▸ **DATASET RECORDS**
────────────────────────────────────────

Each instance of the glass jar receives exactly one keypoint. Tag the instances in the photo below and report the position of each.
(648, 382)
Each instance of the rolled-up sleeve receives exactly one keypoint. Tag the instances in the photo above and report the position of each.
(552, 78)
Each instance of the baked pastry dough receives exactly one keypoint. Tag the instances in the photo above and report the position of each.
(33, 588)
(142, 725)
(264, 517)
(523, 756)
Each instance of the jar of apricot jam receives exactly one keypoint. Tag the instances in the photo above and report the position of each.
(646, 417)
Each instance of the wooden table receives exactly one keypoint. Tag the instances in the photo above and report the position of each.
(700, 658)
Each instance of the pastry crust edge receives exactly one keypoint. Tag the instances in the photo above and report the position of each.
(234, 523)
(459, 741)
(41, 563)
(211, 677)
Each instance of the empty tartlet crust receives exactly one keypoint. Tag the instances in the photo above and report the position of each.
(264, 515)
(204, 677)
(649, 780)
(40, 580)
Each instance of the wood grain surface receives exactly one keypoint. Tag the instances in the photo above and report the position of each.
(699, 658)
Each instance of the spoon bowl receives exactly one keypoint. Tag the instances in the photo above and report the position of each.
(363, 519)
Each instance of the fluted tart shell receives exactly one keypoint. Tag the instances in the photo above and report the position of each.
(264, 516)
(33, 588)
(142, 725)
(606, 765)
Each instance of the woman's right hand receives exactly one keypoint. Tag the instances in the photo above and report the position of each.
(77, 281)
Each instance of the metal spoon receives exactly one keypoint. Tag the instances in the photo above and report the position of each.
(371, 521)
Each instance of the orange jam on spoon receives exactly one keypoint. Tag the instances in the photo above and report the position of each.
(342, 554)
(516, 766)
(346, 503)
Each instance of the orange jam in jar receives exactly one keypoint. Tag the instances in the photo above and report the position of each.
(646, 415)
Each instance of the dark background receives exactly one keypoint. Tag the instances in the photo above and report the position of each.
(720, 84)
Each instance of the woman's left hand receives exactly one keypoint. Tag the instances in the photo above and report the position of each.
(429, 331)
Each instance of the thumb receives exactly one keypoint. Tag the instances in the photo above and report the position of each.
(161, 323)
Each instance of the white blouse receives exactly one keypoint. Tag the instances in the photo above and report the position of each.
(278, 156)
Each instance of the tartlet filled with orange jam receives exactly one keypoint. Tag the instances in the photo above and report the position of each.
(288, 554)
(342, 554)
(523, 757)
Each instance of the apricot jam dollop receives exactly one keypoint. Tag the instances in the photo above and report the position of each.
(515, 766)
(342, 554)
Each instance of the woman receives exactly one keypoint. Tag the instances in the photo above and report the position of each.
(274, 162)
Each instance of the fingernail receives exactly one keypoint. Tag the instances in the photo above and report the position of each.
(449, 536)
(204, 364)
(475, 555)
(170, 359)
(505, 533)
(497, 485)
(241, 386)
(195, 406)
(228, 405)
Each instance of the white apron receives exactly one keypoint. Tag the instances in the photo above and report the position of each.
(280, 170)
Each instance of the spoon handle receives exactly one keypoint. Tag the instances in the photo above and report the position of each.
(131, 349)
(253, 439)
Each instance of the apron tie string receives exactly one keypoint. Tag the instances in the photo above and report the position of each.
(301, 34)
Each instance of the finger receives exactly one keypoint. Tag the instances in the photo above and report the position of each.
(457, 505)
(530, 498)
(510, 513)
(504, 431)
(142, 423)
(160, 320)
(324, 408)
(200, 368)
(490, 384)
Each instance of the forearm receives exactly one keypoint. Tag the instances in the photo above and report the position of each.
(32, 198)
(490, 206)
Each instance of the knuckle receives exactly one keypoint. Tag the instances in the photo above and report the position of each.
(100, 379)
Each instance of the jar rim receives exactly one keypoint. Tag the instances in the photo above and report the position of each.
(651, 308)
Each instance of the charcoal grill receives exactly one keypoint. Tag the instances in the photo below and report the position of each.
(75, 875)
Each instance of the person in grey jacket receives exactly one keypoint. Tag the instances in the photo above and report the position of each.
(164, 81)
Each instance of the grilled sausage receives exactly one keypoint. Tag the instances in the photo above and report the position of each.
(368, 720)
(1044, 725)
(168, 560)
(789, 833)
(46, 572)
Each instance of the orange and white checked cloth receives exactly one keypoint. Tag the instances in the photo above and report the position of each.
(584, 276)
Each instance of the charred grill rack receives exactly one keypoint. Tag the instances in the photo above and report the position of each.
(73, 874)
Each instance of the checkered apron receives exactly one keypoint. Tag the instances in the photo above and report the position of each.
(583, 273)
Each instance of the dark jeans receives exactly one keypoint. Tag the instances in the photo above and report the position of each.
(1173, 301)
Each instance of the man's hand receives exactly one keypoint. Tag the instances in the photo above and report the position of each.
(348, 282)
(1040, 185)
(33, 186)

────────────────────────────────────────

▸ **GIVEN EXERCISE**
Copy out the lines from the line containing "Each instance of the orange and" to the end of the listing above, without alteration.

▸ **WRITTEN ANSWER**
Each instance of the orange and white checked cloth receives exactly one keypoint. Tag the instances in the photo above and report the position of each.
(584, 276)
Each instance of the charred grill rack receives exactly one keypoint. Tag the instances in the photo above and report the position of each.
(73, 874)
Each instance of the checkered apron receives exactly one keypoint. Tag the instances in the photo above and report the position of each.
(583, 273)
Each instance of the dark jeans receives exactly one keypoint. Tag the instances in the photo above and report the position of each.
(1173, 301)
Each instance of the man's hand receives exactly one keypoint. Tag the instances in the photo above and report the position of each.
(348, 282)
(1040, 185)
(33, 186)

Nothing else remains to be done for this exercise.